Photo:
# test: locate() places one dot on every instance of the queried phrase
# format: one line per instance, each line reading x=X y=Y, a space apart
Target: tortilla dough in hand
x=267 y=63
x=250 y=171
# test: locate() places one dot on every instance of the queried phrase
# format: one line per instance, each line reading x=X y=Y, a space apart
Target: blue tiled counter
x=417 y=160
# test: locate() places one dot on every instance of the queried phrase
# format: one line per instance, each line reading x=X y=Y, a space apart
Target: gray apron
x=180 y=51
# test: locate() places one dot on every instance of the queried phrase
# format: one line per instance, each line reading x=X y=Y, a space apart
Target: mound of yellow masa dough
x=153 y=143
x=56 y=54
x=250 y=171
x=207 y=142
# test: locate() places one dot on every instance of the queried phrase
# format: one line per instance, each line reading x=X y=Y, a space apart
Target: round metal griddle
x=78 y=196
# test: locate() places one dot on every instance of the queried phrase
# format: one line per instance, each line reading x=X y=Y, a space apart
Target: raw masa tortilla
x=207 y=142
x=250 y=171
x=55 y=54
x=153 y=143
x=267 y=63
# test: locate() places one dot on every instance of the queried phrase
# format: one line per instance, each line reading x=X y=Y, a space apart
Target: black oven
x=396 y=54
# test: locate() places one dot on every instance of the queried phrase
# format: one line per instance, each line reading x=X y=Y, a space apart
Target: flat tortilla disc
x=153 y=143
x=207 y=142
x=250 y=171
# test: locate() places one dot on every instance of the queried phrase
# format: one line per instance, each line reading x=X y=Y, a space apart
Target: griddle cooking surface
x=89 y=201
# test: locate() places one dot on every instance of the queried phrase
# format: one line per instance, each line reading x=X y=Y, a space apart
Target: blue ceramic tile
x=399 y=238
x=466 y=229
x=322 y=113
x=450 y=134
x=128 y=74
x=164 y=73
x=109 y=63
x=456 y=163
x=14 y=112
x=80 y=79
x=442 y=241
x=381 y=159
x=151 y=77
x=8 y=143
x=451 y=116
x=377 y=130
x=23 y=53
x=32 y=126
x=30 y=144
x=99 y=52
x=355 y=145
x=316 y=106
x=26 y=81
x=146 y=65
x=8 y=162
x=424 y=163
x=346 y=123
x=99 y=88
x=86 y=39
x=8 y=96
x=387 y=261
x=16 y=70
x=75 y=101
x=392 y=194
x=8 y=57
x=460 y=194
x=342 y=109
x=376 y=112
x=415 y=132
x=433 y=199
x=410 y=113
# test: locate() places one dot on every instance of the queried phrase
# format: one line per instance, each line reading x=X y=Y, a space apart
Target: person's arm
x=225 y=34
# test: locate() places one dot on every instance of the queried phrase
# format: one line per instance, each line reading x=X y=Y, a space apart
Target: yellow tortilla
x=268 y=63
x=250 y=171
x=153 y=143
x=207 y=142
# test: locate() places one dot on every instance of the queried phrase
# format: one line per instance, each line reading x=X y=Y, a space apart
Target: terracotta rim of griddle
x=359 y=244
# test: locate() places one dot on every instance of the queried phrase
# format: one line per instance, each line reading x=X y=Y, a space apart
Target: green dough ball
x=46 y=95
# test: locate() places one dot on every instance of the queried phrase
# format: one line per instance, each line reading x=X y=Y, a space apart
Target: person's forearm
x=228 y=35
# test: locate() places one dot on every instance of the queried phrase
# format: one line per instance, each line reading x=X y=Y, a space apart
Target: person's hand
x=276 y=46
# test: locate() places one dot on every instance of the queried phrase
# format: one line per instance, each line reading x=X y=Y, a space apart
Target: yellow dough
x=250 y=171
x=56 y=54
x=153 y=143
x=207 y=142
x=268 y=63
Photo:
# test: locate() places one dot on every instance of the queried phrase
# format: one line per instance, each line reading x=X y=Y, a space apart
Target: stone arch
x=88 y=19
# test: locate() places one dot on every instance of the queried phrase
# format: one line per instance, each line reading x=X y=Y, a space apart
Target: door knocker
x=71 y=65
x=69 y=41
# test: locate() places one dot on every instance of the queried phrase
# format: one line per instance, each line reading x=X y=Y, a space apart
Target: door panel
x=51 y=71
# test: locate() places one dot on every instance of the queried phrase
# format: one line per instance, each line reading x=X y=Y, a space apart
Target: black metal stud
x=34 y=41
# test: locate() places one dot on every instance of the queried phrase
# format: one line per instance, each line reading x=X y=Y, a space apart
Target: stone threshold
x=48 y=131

* [TASK GOAL]
Every entry in the listing must be retyped exactly.

* [OUTPUT BELOW]
Photo:
# test: locate() places one dot on every instance of the queried phrase
# format: one line per instance, each line reading x=X y=Y, a space apart
Target: tortilla dough in hand
x=267 y=63
x=250 y=171
# test: locate() places one dot on every instance of the queried phrase
# format: one line per instance, each line reading x=X y=Y, a space apart
Target: blue tiled counter
x=417 y=160
# test: locate() places one dot on every instance of the queried phrase
# format: one line per instance, each line reading x=X y=Y, a space apart
Target: gray apron
x=180 y=51
# test: locate() places one dot on every instance of the queried phrase
# format: one line per instance, each line reading x=X y=Y, a space apart
Target: mound of yellow masa dough
x=153 y=143
x=56 y=54
x=250 y=171
x=207 y=142
# test: locate() places one dot on every instance of the queried phrase
# format: one line per instance, each line reading x=X y=Y, a space apart
Target: round metal griddle
x=78 y=196
# test: locate() places one dot on every instance of the queried phrase
# format: one line per instance, each line reading x=X y=Y, a space apart
Target: raw masa tortilla
x=207 y=142
x=250 y=171
x=55 y=54
x=153 y=143
x=267 y=63
# test: locate() places one dot on every instance of the queried phrase
# format: one line per instance, each line reading x=X y=Y, a space apart
Target: black oven
x=396 y=54
# test: locate() places one dot on every instance of the queried phrase
# format: one line per instance, each line reading x=X y=Y, a space apart
Target: flat tortilla disc
x=153 y=143
x=207 y=142
x=250 y=171
# test: locate() places one dot on every instance of the queried phrase
# format: one line per instance, each line reading x=X y=Y, a space apart
Target: griddle cooking surface
x=89 y=201
# test: locate() places one dot on every instance of the queried phrase
# format: one line per instance, each line reading x=X y=Y, a space apart
Target: blue ceramic tile
x=399 y=238
x=466 y=229
x=322 y=113
x=450 y=134
x=128 y=74
x=164 y=73
x=109 y=63
x=456 y=163
x=14 y=112
x=80 y=79
x=442 y=241
x=381 y=159
x=151 y=77
x=8 y=143
x=451 y=116
x=377 y=130
x=23 y=53
x=32 y=126
x=30 y=144
x=99 y=52
x=355 y=145
x=316 y=106
x=26 y=81
x=146 y=65
x=8 y=162
x=424 y=163
x=346 y=123
x=99 y=88
x=86 y=39
x=8 y=96
x=387 y=261
x=16 y=70
x=75 y=101
x=392 y=194
x=8 y=57
x=460 y=194
x=342 y=109
x=376 y=112
x=415 y=132
x=433 y=199
x=410 y=113
# test: locate() places one dot on every instance of the queried phrase
# format: one line per instance, each line reading x=X y=Y, a space apart
Target: person's arm
x=225 y=34
# test: locate() places one dot on every instance of the queried phrase
# format: one line per instance, each line reading x=X y=Y, a space apart
Target: yellow tortilla
x=268 y=63
x=250 y=171
x=153 y=143
x=207 y=142
# test: locate() places one dot on every instance of the queried phrase
# format: one line per instance, each line reading x=X y=Y, a space apart
Target: terracotta rim of griddle
x=359 y=244
# test: locate() places one dot on every instance of the queried phrase
# format: one line per instance, each line reading x=X y=Y, a space apart
Target: green dough ball
x=46 y=95
# test: locate() places one dot on every instance of the queried phrase
# format: one line per instance, each line reading x=X y=Y, a space apart
Target: person's forearm
x=228 y=35
# test: locate() places one dot on every instance of the queried phrase
# format: one line per instance, each line reading x=X y=Y, a space apart
Target: person's hand
x=276 y=46
# test: locate() places one dot on every instance of the queried phrase
# format: one line per instance, each line reading x=X y=Y, a space apart
Target: yellow dough
x=250 y=171
x=56 y=54
x=153 y=143
x=207 y=142
x=268 y=63
Photo:
# test: locate() places one dot on every instance of the queried phrase
# format: one line per instance, each line reading x=X y=Y, a space apart
Target: stone arch
x=88 y=19
# test: locate() places one dot on every instance of the queried phrase
# format: one line per instance, each line reading x=X y=Y, a space apart
Target: door knocker
x=71 y=65
x=69 y=41
# test: locate() places one dot on every instance of the queried phrase
# format: one line per instance, each line reading x=X y=Y, a space apart
Target: door panel
x=51 y=71
# test: locate() places one dot on every instance of the queried phrase
# format: one line per instance, each line reading x=X y=Y, a space apart
Target: black metal stud
x=34 y=41
# test: locate() places one dot on every instance of the queried phrase
# format: one line per instance, each line reading x=X y=Y, a space apart
Target: stone threshold
x=48 y=131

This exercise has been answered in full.